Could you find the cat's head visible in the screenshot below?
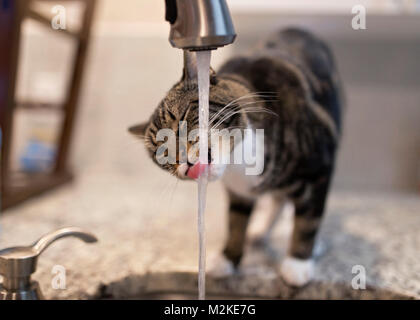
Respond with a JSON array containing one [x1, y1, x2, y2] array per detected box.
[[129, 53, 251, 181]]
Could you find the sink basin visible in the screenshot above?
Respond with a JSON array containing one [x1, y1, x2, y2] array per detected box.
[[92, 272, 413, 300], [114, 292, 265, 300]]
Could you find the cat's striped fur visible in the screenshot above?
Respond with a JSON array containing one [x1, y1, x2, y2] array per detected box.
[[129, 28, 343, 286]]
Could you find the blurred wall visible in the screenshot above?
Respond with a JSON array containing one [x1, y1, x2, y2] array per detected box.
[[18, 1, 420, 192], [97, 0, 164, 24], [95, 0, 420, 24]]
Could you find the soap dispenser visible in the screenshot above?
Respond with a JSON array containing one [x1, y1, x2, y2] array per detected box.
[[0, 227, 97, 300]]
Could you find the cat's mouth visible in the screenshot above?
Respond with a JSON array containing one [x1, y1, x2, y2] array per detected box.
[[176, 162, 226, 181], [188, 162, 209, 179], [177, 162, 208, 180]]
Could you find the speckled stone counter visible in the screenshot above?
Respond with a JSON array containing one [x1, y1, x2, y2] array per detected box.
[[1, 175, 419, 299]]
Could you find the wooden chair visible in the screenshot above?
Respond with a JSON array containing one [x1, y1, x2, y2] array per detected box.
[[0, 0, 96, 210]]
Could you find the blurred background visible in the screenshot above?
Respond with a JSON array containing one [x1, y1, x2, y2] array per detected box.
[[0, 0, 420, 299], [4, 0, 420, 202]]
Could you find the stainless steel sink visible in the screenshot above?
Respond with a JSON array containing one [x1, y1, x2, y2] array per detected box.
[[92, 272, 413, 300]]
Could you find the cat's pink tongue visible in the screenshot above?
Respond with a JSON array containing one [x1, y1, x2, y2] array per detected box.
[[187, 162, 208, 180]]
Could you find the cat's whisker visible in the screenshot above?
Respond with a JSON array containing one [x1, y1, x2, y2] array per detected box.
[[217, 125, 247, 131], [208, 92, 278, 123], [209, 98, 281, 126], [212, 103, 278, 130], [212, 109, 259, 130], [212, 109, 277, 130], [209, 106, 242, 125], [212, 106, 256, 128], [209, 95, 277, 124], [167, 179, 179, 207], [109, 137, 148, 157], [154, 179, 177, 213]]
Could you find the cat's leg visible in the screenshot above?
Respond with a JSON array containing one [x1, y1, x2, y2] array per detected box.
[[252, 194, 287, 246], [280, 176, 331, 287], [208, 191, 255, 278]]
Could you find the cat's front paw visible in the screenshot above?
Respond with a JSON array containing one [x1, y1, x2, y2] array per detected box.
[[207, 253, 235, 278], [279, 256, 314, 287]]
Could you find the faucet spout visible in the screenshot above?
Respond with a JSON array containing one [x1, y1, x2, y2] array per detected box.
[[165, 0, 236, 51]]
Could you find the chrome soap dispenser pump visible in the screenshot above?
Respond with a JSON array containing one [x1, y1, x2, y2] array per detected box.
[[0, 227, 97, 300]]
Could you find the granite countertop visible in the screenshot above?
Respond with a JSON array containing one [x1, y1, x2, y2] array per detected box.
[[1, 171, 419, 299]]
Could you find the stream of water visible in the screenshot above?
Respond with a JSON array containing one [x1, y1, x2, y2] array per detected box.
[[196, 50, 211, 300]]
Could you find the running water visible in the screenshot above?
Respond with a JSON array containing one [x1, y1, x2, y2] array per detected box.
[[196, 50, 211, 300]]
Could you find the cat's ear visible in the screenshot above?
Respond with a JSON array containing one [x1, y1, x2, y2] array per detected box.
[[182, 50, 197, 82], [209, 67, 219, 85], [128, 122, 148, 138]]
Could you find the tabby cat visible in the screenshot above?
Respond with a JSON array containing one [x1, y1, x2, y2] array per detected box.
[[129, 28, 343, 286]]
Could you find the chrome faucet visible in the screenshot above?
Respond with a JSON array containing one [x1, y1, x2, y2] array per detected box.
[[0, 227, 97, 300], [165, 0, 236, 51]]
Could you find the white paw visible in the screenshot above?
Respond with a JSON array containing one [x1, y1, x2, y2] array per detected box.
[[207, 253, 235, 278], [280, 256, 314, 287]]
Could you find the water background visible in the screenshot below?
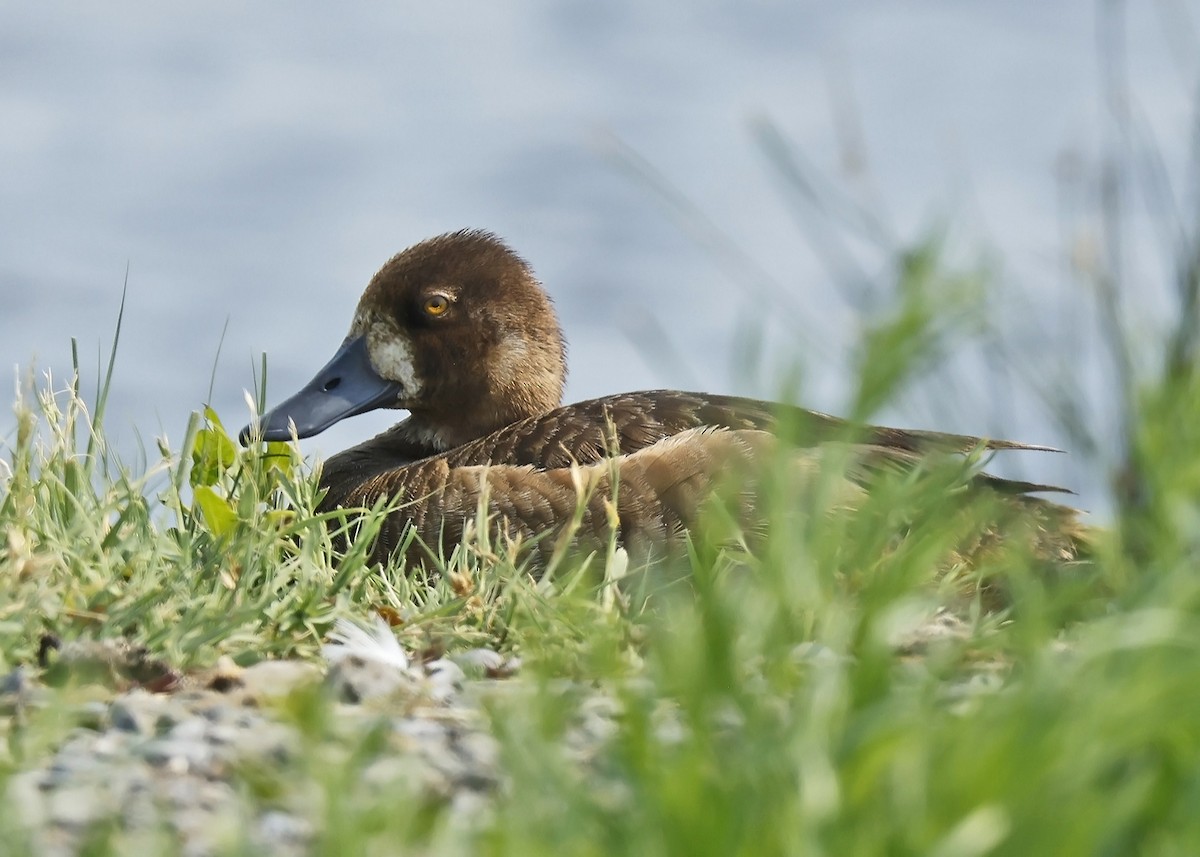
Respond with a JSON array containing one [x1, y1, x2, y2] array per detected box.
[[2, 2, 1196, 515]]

○ ○ ○ ○ ○ ○ ○

— Activity —
Take the listing above and retype it exactly. Its pictures are to be omitted.

— Solved exercise —
Could you find the cat's head visible in the screenshot below?
Respond with a JSON array containing one [x1, y1, x2, y2] array per detected box.
[[129, 53, 251, 181]]
Could you find the sink basin visible in the screenshot above?
Respond with a JSON array containing one [x1, y1, x2, y2] array per detected box.
[[92, 272, 413, 300], [114, 292, 265, 300]]
Could you find the cat's striped fur visible in the screenshot above?
Respond with a JSON array containing one [x1, y1, x2, y2] array per detected box.
[[129, 28, 343, 286]]
Could you find the blurred wall visible in the screenshot above?
Respond with a JSON array containing one [x1, y1, x2, y2] array per detected box.
[[18, 1, 420, 192], [97, 0, 164, 24], [95, 0, 420, 24]]
Could you find the soap dispenser visible in the screenshot above?
Respond with a JSON array containing one [x1, y1, x2, y2] array per detected box.
[[0, 227, 97, 300]]
Could you find the cat's mouth visible in the screenshot above?
Respond with a JSON array containing one [x1, y1, x2, y2] array per detected box.
[[176, 162, 226, 181], [188, 162, 209, 179], [177, 162, 208, 180]]
Could you find the speckled stone counter visible in the screenshot above?
Respond with a JSON array containing one [x1, y1, x2, y2] array per detected box.
[[1, 175, 419, 299]]
Could you find the wooden chair visible in the screenshot above?
Respond with a JSON array containing one [x1, y1, x2, y2] array per detected box.
[[0, 0, 96, 210]]
Could you find the blurred background visible in the screenshot above?
Respond with a JSON array containing one [x1, y1, x2, y2] array per detected box.
[[0, 0, 420, 299], [4, 0, 420, 202]]
Could you find the stainless steel sink visible in the screenshot above?
Respond with a JSON array containing one [x1, y1, x2, y2] array per detected box.
[[92, 272, 413, 300]]
Could you find the cat's pink tongue visible in the screenshot above?
Respond with a JSON array containing one [x1, y1, x2, y2] array per detected box.
[[187, 162, 208, 180]]
Could you find the cat's whisker visible in the screenshot above?
Respond with a JSON array containing one [x1, y1, x2, y2] array per detected box.
[[217, 125, 247, 131], [208, 92, 278, 123], [209, 98, 281, 126], [212, 103, 278, 130], [212, 109, 259, 130], [212, 109, 277, 130], [209, 106, 242, 125], [212, 106, 256, 128], [209, 95, 277, 124], [167, 179, 179, 207], [109, 137, 148, 157], [154, 179, 177, 213]]
Could you find the cat's leg visible in the screenshot above?
Respond with a JSON array containing one [x1, y1, x2, y2] array per detected box.
[[252, 194, 287, 246], [280, 176, 331, 287], [208, 191, 255, 278]]
Could you find the cat's front paw visible in the screenshot above?
Respond with a JSON array containing one [x1, y1, x2, y2] array per detected box.
[[207, 253, 235, 278], [279, 256, 314, 287]]
Could you find the faucet spout visible in the screenshot above?
Respond with a JSON array containing one [x1, y1, x2, y2] array per detected box.
[[165, 0, 236, 51]]
Could you find the chrome soap dispenser pump visible in the screenshot above?
Respond with a JSON array containing one [x1, y1, x2, y2] array per detected box.
[[0, 227, 97, 300]]
Could you find the granite countertop visible in the screenshot above?
Respond with a JSON array containing one [x1, y1, x2, y2] array per detected box.
[[1, 171, 419, 299]]
Could you find the stream of water visible in the screenshot above?
Respond with a JSON array containing one [x1, y1, x2, y2] array per detected box.
[[196, 50, 211, 300]]
Could you find the running water visible in the screenshot above?
Respond with a JSON array containing one [x1, y1, x2, y2] array per detected box.
[[196, 50, 211, 300]]
Could you find the cat's ear visible in the screenshot above?
Respond with a JSON array containing one [x1, y1, x2, y2] array per detected box.
[[182, 50, 197, 82], [209, 67, 219, 85], [128, 122, 148, 138]]
Could you find the tabby cat visible in the screenshot above?
Respond with a JSON array containing one [x1, y1, x2, y2] array per detected box.
[[129, 28, 343, 286]]
Could you find the chrome faucet visible in the screenshot above?
Respond with a JSON array containing one [x1, y1, x2, y2] array per detected box.
[[0, 227, 97, 300], [165, 0, 236, 51]]
Could you find the white paw visible in the screenshot above?
Respond with a JSON array containing one [x1, y1, x2, y2] array per detected box.
[[207, 253, 235, 278], [280, 256, 314, 287]]
Could you find the water background visible in the screenshot below?
Respond with a JSON array containing one [x1, y1, x2, y2] array per detected box.
[[2, 2, 1196, 515]]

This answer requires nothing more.